ENTRIES SUPPLIED:
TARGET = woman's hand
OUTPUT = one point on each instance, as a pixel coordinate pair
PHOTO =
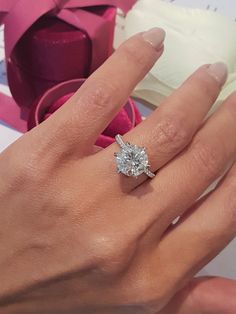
(77, 237)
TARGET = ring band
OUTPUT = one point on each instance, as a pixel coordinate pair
(131, 160)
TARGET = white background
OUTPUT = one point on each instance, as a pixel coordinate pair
(225, 263)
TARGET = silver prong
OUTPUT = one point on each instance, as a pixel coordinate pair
(119, 140)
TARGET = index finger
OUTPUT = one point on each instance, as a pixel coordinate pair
(100, 98)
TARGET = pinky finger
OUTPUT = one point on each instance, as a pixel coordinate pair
(204, 295)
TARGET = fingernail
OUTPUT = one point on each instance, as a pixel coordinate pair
(155, 36)
(219, 71)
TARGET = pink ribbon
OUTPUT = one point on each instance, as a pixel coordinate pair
(18, 15)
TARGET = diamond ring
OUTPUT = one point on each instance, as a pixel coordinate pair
(131, 160)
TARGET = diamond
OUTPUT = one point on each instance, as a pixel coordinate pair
(131, 160)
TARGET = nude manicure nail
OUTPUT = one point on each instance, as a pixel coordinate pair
(219, 71)
(155, 36)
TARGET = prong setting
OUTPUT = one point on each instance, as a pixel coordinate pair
(131, 160)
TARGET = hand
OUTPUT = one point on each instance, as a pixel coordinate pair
(77, 237)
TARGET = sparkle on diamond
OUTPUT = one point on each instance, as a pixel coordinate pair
(131, 160)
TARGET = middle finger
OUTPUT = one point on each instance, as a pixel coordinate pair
(170, 128)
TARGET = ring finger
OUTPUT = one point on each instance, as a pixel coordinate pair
(169, 128)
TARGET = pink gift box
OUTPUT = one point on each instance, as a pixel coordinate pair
(53, 42)
(55, 97)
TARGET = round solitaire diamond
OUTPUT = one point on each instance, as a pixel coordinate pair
(131, 160)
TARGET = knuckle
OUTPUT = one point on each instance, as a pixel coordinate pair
(100, 96)
(22, 170)
(133, 51)
(171, 135)
(208, 158)
(230, 203)
(206, 83)
(112, 254)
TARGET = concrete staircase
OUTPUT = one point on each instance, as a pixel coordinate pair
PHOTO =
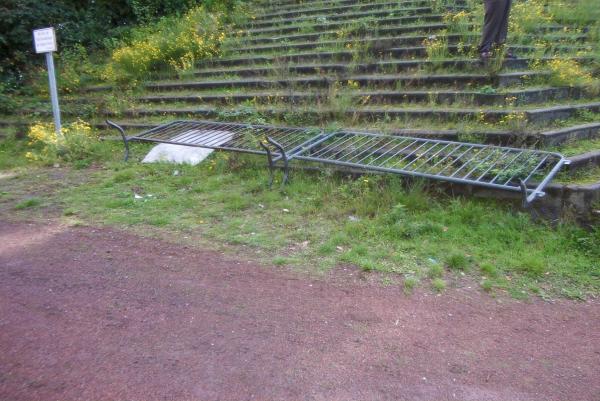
(365, 64)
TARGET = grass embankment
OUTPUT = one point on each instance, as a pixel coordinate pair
(318, 221)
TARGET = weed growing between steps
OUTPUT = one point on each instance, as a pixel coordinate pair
(321, 220)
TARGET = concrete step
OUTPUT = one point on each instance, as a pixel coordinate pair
(375, 80)
(340, 8)
(394, 29)
(269, 9)
(384, 66)
(334, 25)
(350, 16)
(385, 27)
(537, 115)
(371, 97)
(375, 43)
(348, 55)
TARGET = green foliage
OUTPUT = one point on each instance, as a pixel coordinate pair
(28, 203)
(580, 12)
(174, 43)
(438, 284)
(457, 261)
(77, 142)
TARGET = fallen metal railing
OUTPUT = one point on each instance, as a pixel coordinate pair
(527, 171)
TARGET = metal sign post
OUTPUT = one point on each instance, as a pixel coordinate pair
(45, 42)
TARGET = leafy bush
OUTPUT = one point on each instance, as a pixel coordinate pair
(77, 142)
(75, 67)
(172, 43)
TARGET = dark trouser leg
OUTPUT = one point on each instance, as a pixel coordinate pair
(495, 11)
(503, 31)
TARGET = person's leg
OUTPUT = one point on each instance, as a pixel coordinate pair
(492, 22)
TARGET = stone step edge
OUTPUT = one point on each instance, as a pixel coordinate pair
(546, 138)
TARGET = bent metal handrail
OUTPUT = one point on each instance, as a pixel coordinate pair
(527, 171)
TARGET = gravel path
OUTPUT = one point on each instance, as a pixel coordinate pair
(99, 314)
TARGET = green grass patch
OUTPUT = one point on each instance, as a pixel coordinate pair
(28, 203)
(323, 220)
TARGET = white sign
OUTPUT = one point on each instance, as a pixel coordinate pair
(44, 40)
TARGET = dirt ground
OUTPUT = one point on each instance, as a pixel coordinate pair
(99, 314)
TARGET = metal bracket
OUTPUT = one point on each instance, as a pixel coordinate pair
(284, 157)
(271, 161)
(122, 132)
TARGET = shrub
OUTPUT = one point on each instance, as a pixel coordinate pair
(457, 261)
(75, 67)
(77, 142)
(173, 43)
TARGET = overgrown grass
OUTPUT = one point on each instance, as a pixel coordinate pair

AIM OF THE TASK:
A lone number is the expected answer: the count of lines in these entries holding the string "prong".

RESPONSE:
2